Reproduce every line of the data below verbatim, omitting the image.

##############################

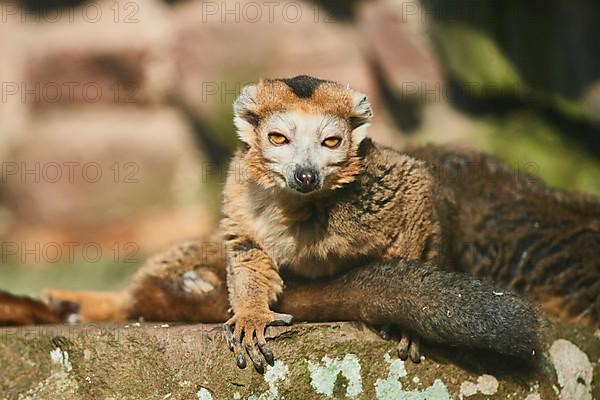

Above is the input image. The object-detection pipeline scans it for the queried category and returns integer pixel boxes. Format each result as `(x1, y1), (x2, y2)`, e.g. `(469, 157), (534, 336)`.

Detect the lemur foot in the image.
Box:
(398, 332), (421, 364)
(223, 310), (292, 374)
(378, 325), (421, 364)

##############################

▸ **Problem solution**
Above is the input image. The object-detection pipeline scans it for the queried category and returns integer pixel boxes. Format each result as `(x1, y1), (x2, y2)`, e.g. `(469, 157), (534, 336)`.

Detect the lemur foot in the image.
Box:
(398, 332), (421, 364)
(223, 310), (292, 374)
(378, 325), (421, 364)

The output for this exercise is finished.